** Opening Text block **

I was bound and determined to do better on Sunday in stadium. Stadium has always been where Coco and I shine. It's our favorite phase. We watched the novice horses go in the morning, and a lot of people were having trouble. It had rained over night and the ground was definitely wet and slick. There were people sliding to stops, people falling, and rails coming down all over the place. My barn mates weren't exempt from the mayhem. One had a refusal and sliding stop into the second jump of a combination, one had a fall as her horse tried to take a nap and ride the course at the same time, and one had a sliding stop with her horse sliding onto his butt into the triple bar. Someone had to show them how it was done. 

Warm up for stadium was better than cross country (maybe Chris (my trainer) was going easy on me). Coco was taking everything well and the footing didn't seem to bother him (he doesn't have any studs, only front shoes with little nobbies). Every time we came near the in-gate, Coco had a minor freak out of excitement and was difficult to control, but he finally calmed down. We went in to do our course and everything went perfectly. He was taking distances well. He chipped into the second fence of the 2-stride to make it a 2.5-stride, but he saved me when I tried to jump for him and didn't knock a rail even though he would have been totally justified in doing so. He felt like he was flying, but he was controlled during the whole round and listening to me pretty well. He didn't have any trouble at all with the footing despite intermittent occurrences of motorcycle turns. (See! I DO know how to ride!!! http://youtu.be/ZuCs3oYK_Xw) We ended up going double clear and moving up to 13th place. My barn mates and I cleaned out stalls, loaded up the trailer, and carried our drooped heads and ribbon-less hands all the way home to Kansas City. We got home around 3am on Monday morning and I made the poor life choice of going to work that day with a clear case of sleep deprivation. I slept 10 hours on Monday night and a week and a half later, I'm finally starting to feel back to normal.

Coco had a whole week off and I focused on myself, stepping up my healthy eating and exercise habits in an attempt to improve my fitness for the next show (only 3 short weeks later). I made the tough decision to drop down to beginner novice for Longview until I can get my leg and my fitness back. It feels a little sad and depressing to have to work so hard to do well at beginner novice, especially because I thought we would be ready to move up to novice this year, but I have to do what's right for me and my horse. I definitely learned a lot at Holly Hill about taking time off over the winter, the importance of fitness/endurance rides, the importance of taking care of myself and not just Coco... and that knee surgery totally sucks!!

** Closing Text block **
** Opening Raw data block **

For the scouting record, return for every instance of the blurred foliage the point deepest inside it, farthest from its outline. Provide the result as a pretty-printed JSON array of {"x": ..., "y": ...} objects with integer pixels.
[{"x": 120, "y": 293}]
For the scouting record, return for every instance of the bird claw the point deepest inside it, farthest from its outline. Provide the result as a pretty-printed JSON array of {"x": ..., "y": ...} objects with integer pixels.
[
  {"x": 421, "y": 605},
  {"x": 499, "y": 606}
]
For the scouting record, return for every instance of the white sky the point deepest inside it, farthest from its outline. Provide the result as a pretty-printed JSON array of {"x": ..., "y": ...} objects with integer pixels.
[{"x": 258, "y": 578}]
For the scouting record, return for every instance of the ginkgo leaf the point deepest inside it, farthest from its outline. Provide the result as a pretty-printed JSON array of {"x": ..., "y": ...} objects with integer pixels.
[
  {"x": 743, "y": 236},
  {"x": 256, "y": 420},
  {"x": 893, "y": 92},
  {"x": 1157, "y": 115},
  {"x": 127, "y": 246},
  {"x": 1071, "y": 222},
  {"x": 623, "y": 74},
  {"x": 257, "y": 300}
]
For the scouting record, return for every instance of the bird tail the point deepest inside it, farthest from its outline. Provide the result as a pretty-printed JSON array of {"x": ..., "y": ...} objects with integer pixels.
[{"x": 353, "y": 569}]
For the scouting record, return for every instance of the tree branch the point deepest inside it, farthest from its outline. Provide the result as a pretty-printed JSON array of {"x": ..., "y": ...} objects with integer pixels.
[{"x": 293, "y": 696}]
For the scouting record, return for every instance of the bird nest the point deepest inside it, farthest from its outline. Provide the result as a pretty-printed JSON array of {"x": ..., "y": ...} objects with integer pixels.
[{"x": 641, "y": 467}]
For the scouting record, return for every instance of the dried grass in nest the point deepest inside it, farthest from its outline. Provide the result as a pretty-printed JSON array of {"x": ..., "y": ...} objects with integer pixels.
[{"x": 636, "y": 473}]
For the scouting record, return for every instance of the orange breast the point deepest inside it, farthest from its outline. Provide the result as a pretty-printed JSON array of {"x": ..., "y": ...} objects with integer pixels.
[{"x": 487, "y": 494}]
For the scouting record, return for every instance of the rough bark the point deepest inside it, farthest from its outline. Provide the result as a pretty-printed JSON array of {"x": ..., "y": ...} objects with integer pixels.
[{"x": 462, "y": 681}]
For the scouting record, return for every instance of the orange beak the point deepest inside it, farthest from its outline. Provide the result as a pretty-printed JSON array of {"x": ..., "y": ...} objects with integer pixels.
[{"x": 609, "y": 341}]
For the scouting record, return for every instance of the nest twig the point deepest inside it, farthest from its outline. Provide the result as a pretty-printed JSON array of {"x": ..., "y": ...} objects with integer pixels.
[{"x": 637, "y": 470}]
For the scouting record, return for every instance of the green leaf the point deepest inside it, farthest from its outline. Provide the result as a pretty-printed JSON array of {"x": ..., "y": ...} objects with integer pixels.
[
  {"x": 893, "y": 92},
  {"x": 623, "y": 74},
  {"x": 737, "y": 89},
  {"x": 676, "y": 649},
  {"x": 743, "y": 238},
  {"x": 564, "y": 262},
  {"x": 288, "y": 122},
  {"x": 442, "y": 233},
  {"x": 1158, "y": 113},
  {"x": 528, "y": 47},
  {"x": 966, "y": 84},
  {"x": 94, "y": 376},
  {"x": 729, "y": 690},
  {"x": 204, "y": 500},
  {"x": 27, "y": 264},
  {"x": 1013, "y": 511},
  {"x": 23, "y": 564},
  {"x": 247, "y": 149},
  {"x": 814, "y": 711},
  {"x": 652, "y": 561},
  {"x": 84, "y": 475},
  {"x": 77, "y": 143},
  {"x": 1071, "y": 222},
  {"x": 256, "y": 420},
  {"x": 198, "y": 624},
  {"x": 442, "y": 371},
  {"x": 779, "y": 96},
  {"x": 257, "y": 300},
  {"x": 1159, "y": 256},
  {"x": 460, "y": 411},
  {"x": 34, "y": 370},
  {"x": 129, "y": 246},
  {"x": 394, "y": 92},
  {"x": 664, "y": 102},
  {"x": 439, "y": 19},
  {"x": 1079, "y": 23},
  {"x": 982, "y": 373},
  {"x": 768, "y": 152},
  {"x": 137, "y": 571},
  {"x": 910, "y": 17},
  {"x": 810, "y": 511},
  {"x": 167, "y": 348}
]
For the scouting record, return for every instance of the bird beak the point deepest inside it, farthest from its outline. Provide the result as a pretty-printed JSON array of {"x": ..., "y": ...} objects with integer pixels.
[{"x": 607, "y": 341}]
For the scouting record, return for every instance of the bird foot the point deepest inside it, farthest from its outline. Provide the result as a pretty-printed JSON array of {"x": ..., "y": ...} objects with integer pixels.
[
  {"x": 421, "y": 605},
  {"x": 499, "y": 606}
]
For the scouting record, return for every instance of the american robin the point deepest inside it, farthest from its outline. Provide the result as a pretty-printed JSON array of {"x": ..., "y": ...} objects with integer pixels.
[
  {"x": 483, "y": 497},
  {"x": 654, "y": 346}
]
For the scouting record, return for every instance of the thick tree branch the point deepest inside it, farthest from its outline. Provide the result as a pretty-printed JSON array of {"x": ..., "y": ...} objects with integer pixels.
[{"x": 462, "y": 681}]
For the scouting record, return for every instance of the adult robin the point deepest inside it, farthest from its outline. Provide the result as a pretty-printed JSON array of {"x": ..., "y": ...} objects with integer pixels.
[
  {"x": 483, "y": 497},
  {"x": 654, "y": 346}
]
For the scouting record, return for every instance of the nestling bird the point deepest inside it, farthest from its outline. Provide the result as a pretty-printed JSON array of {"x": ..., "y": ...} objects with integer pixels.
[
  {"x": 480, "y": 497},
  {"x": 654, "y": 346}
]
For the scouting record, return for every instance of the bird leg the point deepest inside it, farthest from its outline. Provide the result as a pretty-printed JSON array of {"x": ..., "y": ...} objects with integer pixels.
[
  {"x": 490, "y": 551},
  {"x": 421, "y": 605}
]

** Closing Raw data block **
** Opening Raw data block **

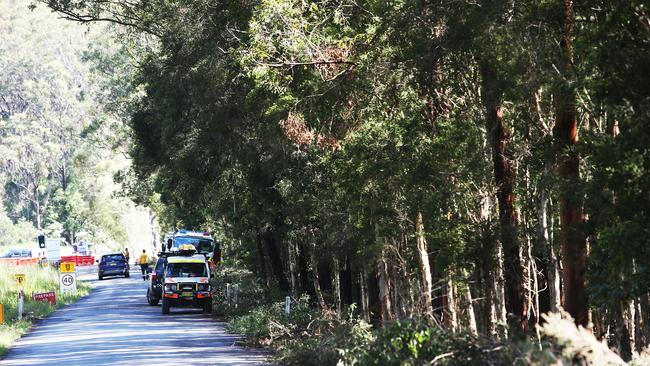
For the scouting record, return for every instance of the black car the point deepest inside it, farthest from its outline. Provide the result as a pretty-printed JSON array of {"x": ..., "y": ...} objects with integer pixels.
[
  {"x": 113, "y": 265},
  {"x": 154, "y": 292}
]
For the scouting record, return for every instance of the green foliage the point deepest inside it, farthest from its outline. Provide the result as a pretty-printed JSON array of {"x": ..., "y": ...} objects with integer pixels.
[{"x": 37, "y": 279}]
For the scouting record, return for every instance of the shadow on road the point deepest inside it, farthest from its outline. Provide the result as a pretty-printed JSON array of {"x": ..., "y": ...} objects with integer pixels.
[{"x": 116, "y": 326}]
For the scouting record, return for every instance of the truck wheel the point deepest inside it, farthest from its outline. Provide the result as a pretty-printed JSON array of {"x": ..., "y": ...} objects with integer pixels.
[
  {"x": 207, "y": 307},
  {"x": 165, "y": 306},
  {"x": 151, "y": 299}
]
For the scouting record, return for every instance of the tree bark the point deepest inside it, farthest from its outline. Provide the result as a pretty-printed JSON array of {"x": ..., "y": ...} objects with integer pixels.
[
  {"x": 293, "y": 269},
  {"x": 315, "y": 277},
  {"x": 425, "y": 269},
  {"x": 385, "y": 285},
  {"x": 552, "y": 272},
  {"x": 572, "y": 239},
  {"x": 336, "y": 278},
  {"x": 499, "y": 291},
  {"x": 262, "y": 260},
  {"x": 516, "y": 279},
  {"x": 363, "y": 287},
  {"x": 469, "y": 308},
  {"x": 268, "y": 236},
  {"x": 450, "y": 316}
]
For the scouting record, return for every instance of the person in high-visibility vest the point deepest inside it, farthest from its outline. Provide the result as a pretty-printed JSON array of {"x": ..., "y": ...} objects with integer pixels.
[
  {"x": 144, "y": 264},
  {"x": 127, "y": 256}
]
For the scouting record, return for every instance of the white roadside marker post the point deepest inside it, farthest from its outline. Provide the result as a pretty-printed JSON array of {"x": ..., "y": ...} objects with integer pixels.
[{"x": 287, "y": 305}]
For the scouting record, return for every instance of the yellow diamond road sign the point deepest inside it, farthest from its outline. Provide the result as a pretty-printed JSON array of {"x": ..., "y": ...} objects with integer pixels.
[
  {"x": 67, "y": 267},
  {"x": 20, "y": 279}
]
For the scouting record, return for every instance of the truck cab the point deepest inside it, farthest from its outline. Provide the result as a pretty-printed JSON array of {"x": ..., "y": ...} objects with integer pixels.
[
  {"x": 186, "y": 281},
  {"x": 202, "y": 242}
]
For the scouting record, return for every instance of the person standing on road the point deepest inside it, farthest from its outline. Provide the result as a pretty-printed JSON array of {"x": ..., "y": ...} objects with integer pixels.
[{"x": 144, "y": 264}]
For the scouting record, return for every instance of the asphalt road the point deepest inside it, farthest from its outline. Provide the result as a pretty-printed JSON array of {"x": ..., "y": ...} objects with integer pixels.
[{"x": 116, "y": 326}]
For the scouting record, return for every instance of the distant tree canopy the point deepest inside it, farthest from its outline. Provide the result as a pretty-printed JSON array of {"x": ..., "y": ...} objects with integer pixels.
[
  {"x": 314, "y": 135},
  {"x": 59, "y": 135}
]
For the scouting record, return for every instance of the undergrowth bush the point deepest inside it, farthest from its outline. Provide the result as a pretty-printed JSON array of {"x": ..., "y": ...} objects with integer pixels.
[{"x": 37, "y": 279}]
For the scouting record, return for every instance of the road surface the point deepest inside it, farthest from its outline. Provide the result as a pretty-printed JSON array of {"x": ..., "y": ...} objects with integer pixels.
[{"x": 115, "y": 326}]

** Closing Raw data block **
** Opening Raw data block **

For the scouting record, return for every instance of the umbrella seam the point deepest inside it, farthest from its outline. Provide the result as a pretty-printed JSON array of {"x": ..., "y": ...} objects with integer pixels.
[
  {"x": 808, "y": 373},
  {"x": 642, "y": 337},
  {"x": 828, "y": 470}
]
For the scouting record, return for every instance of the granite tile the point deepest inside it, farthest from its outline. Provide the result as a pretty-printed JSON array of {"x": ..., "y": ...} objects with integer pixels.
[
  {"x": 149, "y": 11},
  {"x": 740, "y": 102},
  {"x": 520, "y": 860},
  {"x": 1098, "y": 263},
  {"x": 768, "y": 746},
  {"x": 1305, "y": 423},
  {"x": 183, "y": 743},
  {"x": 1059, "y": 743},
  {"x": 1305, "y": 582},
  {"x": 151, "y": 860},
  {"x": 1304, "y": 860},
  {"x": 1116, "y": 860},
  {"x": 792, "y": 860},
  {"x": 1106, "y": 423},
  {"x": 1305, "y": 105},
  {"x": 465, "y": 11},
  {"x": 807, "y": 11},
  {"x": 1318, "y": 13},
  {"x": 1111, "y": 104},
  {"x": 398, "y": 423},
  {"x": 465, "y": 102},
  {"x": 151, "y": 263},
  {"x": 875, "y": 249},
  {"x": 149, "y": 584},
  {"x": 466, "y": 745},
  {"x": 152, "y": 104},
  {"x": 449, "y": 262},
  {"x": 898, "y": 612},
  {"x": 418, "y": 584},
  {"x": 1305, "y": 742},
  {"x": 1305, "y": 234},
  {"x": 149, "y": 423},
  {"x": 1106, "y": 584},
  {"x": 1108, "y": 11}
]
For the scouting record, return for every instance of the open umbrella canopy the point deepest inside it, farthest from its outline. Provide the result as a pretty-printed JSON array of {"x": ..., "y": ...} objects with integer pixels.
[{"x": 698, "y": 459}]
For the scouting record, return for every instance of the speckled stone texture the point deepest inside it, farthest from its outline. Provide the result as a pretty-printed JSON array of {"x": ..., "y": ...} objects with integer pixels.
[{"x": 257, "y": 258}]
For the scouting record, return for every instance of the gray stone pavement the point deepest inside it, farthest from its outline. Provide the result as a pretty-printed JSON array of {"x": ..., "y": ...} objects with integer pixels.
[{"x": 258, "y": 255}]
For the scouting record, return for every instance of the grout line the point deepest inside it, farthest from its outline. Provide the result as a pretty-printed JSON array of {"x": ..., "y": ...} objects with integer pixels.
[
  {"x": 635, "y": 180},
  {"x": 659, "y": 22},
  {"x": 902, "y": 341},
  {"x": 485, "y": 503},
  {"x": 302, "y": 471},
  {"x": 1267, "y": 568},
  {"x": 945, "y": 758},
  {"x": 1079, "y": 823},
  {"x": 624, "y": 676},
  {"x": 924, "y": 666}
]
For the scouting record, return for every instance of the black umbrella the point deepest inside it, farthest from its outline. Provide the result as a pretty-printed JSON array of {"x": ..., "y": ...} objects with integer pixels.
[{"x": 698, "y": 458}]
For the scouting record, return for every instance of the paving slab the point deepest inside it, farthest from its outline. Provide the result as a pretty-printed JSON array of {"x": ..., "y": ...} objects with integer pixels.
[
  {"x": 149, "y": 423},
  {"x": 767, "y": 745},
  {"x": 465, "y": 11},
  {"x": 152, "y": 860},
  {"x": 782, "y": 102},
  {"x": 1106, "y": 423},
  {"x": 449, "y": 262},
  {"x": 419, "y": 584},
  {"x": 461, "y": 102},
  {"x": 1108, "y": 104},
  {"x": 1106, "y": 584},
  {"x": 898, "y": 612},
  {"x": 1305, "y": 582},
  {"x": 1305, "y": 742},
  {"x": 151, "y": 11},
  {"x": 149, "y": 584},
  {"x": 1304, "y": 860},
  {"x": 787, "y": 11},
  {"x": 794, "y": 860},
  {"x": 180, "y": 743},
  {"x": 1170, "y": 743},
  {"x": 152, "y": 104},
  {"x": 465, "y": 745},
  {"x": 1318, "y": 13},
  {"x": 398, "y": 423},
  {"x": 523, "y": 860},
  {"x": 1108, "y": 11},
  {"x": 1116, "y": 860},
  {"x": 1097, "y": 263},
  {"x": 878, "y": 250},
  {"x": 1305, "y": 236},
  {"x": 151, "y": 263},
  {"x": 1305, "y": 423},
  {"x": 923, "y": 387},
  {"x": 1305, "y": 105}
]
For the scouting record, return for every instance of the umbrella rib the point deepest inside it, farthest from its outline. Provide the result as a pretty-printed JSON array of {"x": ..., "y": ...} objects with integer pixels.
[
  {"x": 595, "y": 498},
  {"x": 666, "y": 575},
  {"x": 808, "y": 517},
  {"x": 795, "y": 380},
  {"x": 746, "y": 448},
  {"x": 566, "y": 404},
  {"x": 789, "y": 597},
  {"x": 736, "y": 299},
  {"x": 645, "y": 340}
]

** Closing Raw data block **

Using the horse show text, decide whether each statement agrees with it: (a) Coco had studs for stadium. (b) The stadium round ended double clear. (c) The rider decided to move up to novice for Longview. Answer yes or no for each and quote the deciding words.

→ **Answer for the task**:
(a) No: "he doesn't have any studs, only front shoes with little nobbies"
(b) Yes: "We ended up going double clear and moving up to 13th place."
(c) No: "I made the tough decision to drop down to beginner novice for Longview"